### Document text
[Start]

- Stock type: Electric multiple unit
- In service: 1987–present
- Manufacturer: Nissho Iwai Corporation DCD Group (body and bogies) Hitachi (electrical equipment)
- Constructed: 1987–1992
- Number built: 96 cars
- Formation: 4 cars
- Capacity: 64 (motor) 56 (trailer) 4,464 (crush load; full set)
- Operators: South African Railways; Metrorail;

Specifications
- Car length: 22,940 mm (75 ft 3 in)
- Maximum speed: 110 km/h (68 mph)
- Weight: Motor: 47.4 t (46.7 long tons; 52.2 short tons) Trailer: 32.4 t (31.9 long tons; 35.7 short tons)
- Power output: 245 kW (329 hp) per motor
- Acceleration: 0.8 m/s (2.6 ft/s) (to 50 km/h (31 mph))
- Electric system(s): 3000 V DC overhead
- Current collector(s): Pantograph
- Wheels driven: 48
- Track gauge: 3 ft 6 in (1,067 mm) Cape gauge

Notes/references

= South African Class 8M =

The Class 8M are electric multiple units used by the South African Railways and later Metrorail. There are also three EMU classes that are related to the 8M: the prototypical Classes 6M and 7M, and the proposed Class 9M.

== Prototypes and development ==

=== Background ===
Since the 1950s, the South African Railways had been using the Class 5M2 on commuter and suburban routes, but by the 1980s, they were due for replacement. It was decided to import carriages from foreign manufacturers that used thyristor chopper control, which was more energy efficient than the resistor control used in the 5M2 class. Two prototype EMU classes, the 6M and the 7M, were introduced in 1983.

=== Class 6M ===
12 cars were built by Hitachi in Japan. These were formed into three car sets (two motors and one trailer) and could be mashed up into a 9-car set. The front of the train has an asymmetrical structure with the cab on the left and the destination board on the right. The body is made of lightweight stainless steel structure developed in-house by Hitachi, and is designed to withstand the UIC-regulated 200 ton end-of-car compressive load. Each carriage was four metres longer than a 5M2 car, increasing the passenger capacity, and the interior had air-conditioning installed, improving comfort.

[End]

Pointing dataset rows:
[Start]

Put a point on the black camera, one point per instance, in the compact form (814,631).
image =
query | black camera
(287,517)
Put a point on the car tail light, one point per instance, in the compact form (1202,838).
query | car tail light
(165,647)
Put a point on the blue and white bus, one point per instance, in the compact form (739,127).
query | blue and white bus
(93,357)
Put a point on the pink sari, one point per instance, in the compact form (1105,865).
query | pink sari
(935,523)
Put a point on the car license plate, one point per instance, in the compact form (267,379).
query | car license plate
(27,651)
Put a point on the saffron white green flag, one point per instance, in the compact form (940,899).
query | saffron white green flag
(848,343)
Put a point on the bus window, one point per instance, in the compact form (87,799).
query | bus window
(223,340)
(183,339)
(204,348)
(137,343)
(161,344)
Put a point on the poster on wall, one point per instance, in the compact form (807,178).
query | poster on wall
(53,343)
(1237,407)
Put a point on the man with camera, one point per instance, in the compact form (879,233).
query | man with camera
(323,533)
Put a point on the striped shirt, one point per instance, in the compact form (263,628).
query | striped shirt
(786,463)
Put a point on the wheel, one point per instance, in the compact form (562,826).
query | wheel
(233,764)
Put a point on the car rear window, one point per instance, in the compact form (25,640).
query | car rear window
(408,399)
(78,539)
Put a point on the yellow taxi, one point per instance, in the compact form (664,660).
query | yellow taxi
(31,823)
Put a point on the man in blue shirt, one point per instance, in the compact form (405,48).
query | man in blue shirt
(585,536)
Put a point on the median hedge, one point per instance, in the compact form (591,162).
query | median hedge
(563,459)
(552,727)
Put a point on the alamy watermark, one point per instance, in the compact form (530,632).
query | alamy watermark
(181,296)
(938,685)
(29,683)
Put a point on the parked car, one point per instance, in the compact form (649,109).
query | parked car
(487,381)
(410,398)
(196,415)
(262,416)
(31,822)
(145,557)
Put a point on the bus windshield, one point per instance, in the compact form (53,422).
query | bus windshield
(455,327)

[End]

### Parts of the exercise
1. For each statement, say whether it agrees with the Class 8M article, and quote the deciding words: (a) The Class 6M cars were built by Hitachi in Japan. (b) The Class 5M2 used thyristor chopper control. (c) The Class 8M has a maximum speed of 110 km/h.
2. Repeat the passage of the Class 8M article that begins at the words "Notes/references" and stops after "proposed Class 9M.".
The rows can be left aside.

### Replies
1.
(a) Yes: "12 cars were built by Hitachi in Japan."
(b) No: "thyristor chopper control, which was more energy efficient than the resistor control used in the 5M2 class"
(c) Yes: "Maximum speed: 110 km/h (68 mph)"

2.
Notes/references

= South African Class 8M =

The Class 8M are electric multiple units used by the South African Railways and later Metrorail. There are also three EMU classes that are related to the 8M: the prototypical Classes 6M and 7M, and the proposed Class 9M.